_DATA SHOWN_.
§

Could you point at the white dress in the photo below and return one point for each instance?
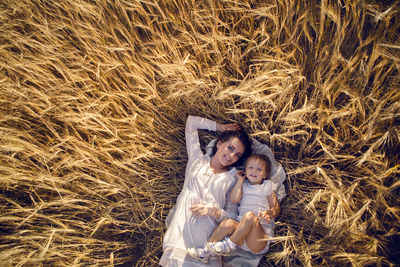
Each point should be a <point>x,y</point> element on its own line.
<point>201,185</point>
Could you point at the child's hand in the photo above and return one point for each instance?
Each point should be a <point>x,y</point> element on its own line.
<point>240,175</point>
<point>228,127</point>
<point>265,215</point>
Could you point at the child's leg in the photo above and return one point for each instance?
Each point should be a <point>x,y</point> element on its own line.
<point>250,229</point>
<point>225,228</point>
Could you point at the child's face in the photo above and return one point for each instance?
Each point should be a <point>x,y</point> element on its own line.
<point>256,171</point>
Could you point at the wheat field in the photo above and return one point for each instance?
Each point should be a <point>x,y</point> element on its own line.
<point>94,96</point>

§

_SHORT PROBLEM_.
Can you print the entries above word for word, from their very first line through the line containing "<point>225,228</point>", with both of those lines included and the pictures left out?

_RESULT_.
Could you point at the white dress in the photo below and return one point for each instance?
Each point should be a <point>x,y</point> element on its own line.
<point>201,185</point>
Could you point at the child's hand in the photo above and return one point for each instance?
Each point should be a <point>x,y</point> element on its own line.
<point>240,175</point>
<point>228,127</point>
<point>265,215</point>
Could you point at the child's leg in the photo above and return one point for each instance?
Each point should be a <point>x,y</point> element on its own line.
<point>250,229</point>
<point>225,228</point>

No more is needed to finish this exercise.